_CONSIGNES DE L'EXERCICE_
[1] Selon le texte biographique sur Vassili Mishin, en quelle année entre-t-il à l'Institut d'aviation de Moscou ?
[2] Reprenez le texte biographique sur Vassili Mishin là où il s'arrête et poursuivez-le.

_TEXTE À LIRE_
Vassili P. Mishin
(1917-2001)


Mishin est né le 5 janvier 1917 à Byualino non loin de Moscou. Il a un frère et une sœur qui décèdent dans leur enfance et il est élevé par son grand-père lorsque son père est envoyé en prison pour ne pas avoir dénoncé l'auteur d'une plaisanterie sur Staline. Après la libération de son père, il déménage à Moscou. Après avoir terminé sept ans d'école, il entre à l'école d'usine et d'équipement de TsAGI en 1932, reçoit le diplôme de mécanicien et est envoyé travailler dans l'atelier des missions spéciales de TsAGI. Parallèlement, il suit des cours préparatoires du soir à l'Université technique supérieure et entre en 1935 à l'Institut d'aviation de Moscou (MAI). Pendant ses études à l'institut, il fréquente l'aéroclub MAI (l’Institut d’Aviation de Moscou), sections vol à voile et vol, et devient instructeur de planeur.
Il est envoyé en Allemagne et en Tchécoslovaquie à la tête d'un groupe de spécialistes chargé de retrouver des documents techniques sur le V-2. Un bureau d'études théoriques est créé sous la direction de Mishin pour traiter des questions d'aérodynamique, de balistique, de résistance et d'autres questions liées au V-2. C’est en Allemagne qu’il rencontre Sergueï Pavlovitch Korolev (1945) qui lui offre de travailler sous sa direction (1946). Depuis lors, ils sont devenus de proches collaborateurs dans la création des premiers missiles balistiques, lanceurs et engins spatiaux nationaux.

_DONNÉES FOURNIES_

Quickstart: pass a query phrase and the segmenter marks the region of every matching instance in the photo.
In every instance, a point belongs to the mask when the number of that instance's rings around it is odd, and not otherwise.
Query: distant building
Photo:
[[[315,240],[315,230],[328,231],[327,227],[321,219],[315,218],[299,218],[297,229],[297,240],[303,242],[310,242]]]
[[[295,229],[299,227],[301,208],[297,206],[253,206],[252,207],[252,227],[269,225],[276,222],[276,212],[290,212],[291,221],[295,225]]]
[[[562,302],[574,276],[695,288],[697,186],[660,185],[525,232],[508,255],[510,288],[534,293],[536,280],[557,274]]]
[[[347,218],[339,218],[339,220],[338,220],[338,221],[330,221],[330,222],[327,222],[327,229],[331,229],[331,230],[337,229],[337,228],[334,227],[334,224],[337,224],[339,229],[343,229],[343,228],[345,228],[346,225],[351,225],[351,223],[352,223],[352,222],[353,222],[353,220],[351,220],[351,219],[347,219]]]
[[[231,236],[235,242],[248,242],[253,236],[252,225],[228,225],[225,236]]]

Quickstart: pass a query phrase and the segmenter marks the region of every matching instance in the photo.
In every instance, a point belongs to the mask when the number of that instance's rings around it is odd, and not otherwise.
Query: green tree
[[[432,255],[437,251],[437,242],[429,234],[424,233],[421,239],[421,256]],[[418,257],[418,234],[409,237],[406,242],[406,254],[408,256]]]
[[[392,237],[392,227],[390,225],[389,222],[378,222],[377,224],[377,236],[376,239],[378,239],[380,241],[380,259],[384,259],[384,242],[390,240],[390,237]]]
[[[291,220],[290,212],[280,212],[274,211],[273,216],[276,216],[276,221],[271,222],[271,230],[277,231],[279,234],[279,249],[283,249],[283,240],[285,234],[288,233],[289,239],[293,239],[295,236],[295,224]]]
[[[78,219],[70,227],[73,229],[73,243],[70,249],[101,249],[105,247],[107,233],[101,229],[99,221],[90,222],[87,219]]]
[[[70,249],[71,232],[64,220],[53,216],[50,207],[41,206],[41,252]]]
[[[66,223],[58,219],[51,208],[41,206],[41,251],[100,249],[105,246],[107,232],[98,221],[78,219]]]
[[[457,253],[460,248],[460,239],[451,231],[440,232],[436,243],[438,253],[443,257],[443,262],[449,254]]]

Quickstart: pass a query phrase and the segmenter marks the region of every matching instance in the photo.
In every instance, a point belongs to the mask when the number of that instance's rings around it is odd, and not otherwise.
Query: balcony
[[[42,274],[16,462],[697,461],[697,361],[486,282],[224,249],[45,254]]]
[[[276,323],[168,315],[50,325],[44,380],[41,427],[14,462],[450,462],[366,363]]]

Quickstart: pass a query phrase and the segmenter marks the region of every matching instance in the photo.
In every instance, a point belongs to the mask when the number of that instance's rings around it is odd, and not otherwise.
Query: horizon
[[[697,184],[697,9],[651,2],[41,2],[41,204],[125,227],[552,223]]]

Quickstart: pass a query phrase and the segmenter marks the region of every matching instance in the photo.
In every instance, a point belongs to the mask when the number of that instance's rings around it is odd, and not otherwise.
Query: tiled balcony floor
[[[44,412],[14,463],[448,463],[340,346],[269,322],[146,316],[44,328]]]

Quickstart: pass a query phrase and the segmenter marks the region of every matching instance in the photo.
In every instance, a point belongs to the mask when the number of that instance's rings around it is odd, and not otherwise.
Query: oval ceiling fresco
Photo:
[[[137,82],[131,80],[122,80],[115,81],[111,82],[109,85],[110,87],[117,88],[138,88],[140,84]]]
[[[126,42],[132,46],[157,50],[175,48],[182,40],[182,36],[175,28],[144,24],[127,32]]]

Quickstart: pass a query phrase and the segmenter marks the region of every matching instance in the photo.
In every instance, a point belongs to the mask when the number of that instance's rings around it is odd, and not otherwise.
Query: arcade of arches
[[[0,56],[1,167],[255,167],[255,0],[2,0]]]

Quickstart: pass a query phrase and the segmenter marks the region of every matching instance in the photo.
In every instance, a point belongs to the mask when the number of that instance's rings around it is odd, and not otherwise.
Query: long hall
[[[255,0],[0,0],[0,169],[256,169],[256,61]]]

_RÉSULTATS PAR TÂCHE_
[1] En 1935.

[2]
En mai 1945, par décret du Conseil des ministres de l'URSS sur le développement des travaux sur les armes à réaction dans le pays, un institut a été créé au NII-88 avec un département de technologie de fusée. Korolev a pris la direction de ce département, et a proposé à Mishin d’être son adjoint. En 1950, le département a pris son indépendance et le Bureau de conception OKB-1 a été créé avec Korolev comme concepteur en chef et directeur, son premier adjoint était V. P. Mishin.
Sergei Pavlovich a confié à Mishin le travail scientifique et de conception, qu'il a géré avec succès. Il a apporté de nombreuses idées innovantes. Ces idées étaient indispensables car tout devait être quasiment créé de zéro. Au début, presque immédiatement après la fin de la Grande Guerre patriotique, il était nécessaire de maîtriser et de mettre en œuvre la dernière technologie de fusée complexe, mais il y avait très peu de tels spécialistes en URSS.
La situation aux États-Unis était fondamentalement différente. Peu avant la fin de la Seconde Guerre mondiale, un centre de fusées secret dans la ville allemande de Peenemünde et une usine d'assemblage de fusées dans la ville de Nordhausen, conçus pour assembler jusqu'à 1 000 fusées V-2 par mois, se trouvaient dans la zone d'action des troupes américaines. Ils ont non seulement capturé des centaines de spécialistes des fusées, mais ont également emporté avec eux en Amérique toute la documentation (plus de 14 tonnes) et une centaine de fusées V-2 prêtes à l'emploi. Lorsque notre armée est entrée dans cette zone, il ne restait plus grand-chose.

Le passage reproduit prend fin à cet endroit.